● **Entries drawn from a collection**:
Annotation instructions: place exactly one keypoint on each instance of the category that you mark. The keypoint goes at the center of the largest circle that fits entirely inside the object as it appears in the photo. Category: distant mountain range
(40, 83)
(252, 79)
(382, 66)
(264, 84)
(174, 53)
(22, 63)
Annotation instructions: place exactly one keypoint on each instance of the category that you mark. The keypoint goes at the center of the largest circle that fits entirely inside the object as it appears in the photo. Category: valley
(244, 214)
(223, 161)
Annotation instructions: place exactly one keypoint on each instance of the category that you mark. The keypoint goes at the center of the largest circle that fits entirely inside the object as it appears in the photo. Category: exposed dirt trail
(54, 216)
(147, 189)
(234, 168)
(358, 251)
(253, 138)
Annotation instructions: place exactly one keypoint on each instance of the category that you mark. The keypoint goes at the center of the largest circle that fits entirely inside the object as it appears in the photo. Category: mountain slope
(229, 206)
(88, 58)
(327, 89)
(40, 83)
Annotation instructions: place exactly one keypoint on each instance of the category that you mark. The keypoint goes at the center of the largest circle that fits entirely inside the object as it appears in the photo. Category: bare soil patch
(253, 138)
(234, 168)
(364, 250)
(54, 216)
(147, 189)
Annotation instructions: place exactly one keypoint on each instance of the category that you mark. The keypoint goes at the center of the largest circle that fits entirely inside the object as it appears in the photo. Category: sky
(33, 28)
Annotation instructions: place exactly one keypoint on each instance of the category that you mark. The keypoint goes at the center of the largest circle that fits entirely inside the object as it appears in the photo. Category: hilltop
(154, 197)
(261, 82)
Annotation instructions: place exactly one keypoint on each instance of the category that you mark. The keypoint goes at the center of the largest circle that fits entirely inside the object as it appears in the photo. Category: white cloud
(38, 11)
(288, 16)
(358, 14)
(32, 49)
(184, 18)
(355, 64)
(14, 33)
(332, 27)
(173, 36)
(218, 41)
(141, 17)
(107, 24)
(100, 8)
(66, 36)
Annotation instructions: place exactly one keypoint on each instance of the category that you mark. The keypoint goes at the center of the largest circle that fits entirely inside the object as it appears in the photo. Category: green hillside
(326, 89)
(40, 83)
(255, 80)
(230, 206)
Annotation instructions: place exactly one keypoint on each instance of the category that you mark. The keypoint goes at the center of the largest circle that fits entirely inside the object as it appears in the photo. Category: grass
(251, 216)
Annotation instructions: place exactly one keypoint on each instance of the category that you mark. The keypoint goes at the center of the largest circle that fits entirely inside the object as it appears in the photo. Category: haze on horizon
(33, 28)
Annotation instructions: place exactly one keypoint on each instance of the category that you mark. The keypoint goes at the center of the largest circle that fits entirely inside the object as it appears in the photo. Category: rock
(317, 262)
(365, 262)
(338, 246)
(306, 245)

● **WRITTEN INSTRUCTION**: Copy every one of the records above word for word.

● **RESULT OF THIS TASK**:
Annotation instructions: place exactly one keypoint on each instance of the category that you mark. The keypoint goes at the center of the largest circle that fits entirely inside the object as it appears in the photo. Category: distant mountain range
(40, 83)
(252, 79)
(382, 66)
(264, 84)
(174, 53)
(22, 63)
Annotation instructions: place exactly one keypoint on each instance of the category that you mark. The keypoint goes at the center of the largest circle that fits entirely inside the object as it appears in the photo. Category: valley
(244, 214)
(223, 161)
Annotation instructions: place exactly one keypoint on each instance of the category that you mark. The keypoint goes at the center of the largest circle that fits entirely inside the object as it appears in the photo. Category: exposed dirt trail
(54, 216)
(147, 189)
(234, 168)
(358, 251)
(253, 138)
Annotation instructions: place exactly one keypoint on each instance of the category that you mark. The keypoint goes at the center of the largest circle that fits entirely inside the object as it appears in the photo. Category: mountain slope
(229, 206)
(88, 58)
(327, 89)
(40, 83)
Annotation instructions: place exactly one keypoint on each instance of the category that you mark. The keypoint goes at the center of the largest circle that fits entirely inside the object as it appears in the photo. Category: bare soil patch
(253, 138)
(234, 168)
(364, 250)
(54, 216)
(147, 189)
Annotation instructions: place exactly one keypoint on each instance of the category that you mark. The keypoint goes at the center of the largest circle that fits entirely inside the object as it appears in the photo. Category: sky
(33, 28)
Annotation instructions: place exactly one keypoint on each instance of the category that you mark. The keypoint goes at the center of the largest circle that fits entirely inside the object as it appears in the photo. Category: hilltop
(154, 197)
(261, 82)
Annotation instructions: place exactly one keypoint on each instance of the category that you mark. The keypoint goes at the center of the largest circle that fits entirely inside the object as it appears in the photo. Category: white cloud
(38, 11)
(288, 16)
(358, 14)
(32, 49)
(184, 18)
(355, 64)
(14, 33)
(332, 27)
(173, 36)
(218, 41)
(141, 17)
(107, 24)
(100, 8)
(66, 36)
Annotation instructions: place exactly one keypoint on each instance of the category that you mark. The keypoint goes at the center of the largest circle that fits entirely inside the object as it appears in the photo. Category: green hillside
(326, 89)
(40, 83)
(255, 80)
(230, 206)
Annotation instructions: place exactly one keypoint on each instance of the category that you mark. The keypoint goes at the center of the largest circle that fits entirely inside the object as it appears in the photo. Category: grass
(251, 216)
Annotation instructions: place exactly one keypoint on each instance of the category that you mark. The keypoint goes at the center of the largest circle that fits entirely inside the object as it appears in the photo. Category: haze on horizon
(33, 28)
Annotation instructions: place exactly one keypoint on each instance of the category that you mark. The keypoint goes at the center of the largest circle that fits entirely inside the object as it appears in the photo. Category: rock
(317, 262)
(365, 262)
(338, 246)
(306, 245)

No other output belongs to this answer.